● Task instructions: Please edit the items from the line containing "Where can you find the bird's body?" through the line containing "point(190, 163)", changing "flying bird" to "gliding bird" and leaving everything else the same. Return only those lines.

-- BEGIN Extracted data --

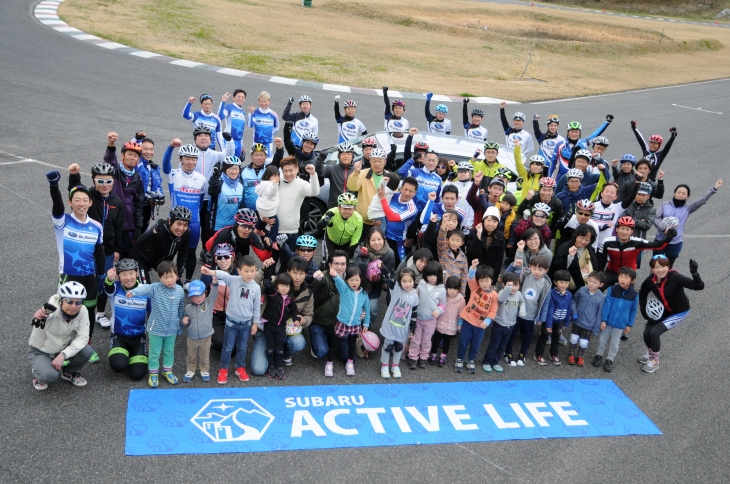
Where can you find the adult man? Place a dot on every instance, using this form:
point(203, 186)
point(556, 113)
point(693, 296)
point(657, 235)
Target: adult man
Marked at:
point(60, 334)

-- END Extracted data --
-- BEGIN Extracted data --

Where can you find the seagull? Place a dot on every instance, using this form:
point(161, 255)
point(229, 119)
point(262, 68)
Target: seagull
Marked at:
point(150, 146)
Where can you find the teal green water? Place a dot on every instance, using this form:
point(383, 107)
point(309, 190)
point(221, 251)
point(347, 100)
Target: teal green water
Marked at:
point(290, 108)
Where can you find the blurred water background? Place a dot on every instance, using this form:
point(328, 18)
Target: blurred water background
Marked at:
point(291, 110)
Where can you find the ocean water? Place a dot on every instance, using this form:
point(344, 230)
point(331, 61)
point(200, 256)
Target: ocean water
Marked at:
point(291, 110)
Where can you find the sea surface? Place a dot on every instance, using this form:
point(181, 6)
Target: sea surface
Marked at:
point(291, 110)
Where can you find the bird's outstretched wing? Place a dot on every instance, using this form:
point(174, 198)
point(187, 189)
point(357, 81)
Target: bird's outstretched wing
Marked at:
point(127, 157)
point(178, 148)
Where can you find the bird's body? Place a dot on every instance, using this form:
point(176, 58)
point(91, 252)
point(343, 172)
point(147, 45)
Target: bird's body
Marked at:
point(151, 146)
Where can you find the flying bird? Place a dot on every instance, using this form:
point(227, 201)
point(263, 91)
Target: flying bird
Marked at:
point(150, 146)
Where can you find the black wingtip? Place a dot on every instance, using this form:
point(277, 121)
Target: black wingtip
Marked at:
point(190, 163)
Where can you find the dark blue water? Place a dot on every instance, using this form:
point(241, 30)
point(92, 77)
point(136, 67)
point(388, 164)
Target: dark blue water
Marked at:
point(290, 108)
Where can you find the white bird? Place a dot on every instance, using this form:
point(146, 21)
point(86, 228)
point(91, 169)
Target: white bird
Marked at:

-- END Extracted data --

● Exercise solution:
Where can you find the bird's body? Place a dot on every instance, using this form:
point(176, 58)
point(91, 252)
point(343, 172)
point(147, 45)
Target: bird's body
Marked at:
point(151, 146)
Where can you find the gliding bird? Place a dot on every instance, using this form:
point(227, 201)
point(263, 91)
Target: gliding bird
Marked at:
point(150, 146)
Where can you find the black wingtip? Place a dot on every instance, using this form:
point(277, 121)
Target: black wingtip
Marked at:
point(190, 163)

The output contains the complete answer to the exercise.